Work instruction
From the material below, copy each line that holds the word "reflection".

Extracted data
● ● ● ● ●

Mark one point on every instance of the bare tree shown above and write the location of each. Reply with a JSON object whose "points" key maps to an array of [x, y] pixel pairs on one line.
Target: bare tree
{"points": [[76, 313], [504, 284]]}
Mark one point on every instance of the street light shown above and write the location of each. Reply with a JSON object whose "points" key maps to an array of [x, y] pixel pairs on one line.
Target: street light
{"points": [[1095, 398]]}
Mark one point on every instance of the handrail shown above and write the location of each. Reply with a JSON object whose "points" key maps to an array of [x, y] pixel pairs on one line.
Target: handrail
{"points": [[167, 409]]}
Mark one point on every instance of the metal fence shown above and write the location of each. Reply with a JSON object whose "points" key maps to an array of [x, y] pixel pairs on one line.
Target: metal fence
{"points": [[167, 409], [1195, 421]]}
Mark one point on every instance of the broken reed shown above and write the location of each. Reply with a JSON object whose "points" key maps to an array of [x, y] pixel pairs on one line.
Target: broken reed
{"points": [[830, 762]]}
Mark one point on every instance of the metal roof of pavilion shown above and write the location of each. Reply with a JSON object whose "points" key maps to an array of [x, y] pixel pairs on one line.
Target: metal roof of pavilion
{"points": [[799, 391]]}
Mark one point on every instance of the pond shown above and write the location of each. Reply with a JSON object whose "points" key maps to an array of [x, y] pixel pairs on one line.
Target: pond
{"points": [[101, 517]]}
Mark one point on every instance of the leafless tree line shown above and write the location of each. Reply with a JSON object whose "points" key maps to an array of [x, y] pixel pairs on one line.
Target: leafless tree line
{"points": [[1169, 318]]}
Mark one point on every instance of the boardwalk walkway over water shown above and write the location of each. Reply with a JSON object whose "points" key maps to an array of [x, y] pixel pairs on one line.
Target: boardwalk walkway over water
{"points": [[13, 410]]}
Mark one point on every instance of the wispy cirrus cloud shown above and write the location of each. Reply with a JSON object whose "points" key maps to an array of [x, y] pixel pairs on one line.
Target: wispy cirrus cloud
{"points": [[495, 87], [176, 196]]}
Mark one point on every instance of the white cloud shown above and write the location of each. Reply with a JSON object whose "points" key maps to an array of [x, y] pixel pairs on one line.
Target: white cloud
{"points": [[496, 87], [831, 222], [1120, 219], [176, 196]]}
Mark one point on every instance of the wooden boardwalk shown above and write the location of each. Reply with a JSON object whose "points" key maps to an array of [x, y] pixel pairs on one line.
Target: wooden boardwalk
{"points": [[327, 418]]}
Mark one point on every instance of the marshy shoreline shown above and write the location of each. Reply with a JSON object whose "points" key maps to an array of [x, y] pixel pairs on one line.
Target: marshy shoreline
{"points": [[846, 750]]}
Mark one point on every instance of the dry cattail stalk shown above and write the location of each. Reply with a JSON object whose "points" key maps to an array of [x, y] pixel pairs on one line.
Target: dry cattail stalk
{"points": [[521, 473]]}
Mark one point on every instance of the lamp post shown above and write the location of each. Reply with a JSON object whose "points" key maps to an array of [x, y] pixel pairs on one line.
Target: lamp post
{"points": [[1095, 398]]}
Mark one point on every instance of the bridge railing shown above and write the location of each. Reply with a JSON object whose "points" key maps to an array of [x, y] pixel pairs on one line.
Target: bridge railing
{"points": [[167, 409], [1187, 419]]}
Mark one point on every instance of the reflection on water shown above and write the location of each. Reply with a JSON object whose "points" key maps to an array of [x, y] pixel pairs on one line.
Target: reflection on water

● ● ● ● ●

Written answer
Mark one point on every instance of the reflection on water shown above and write the location of each. Reply with a JSON object whose "points" key maps to an array of [x, y] pixel pairs on one line.
Target: reflection on water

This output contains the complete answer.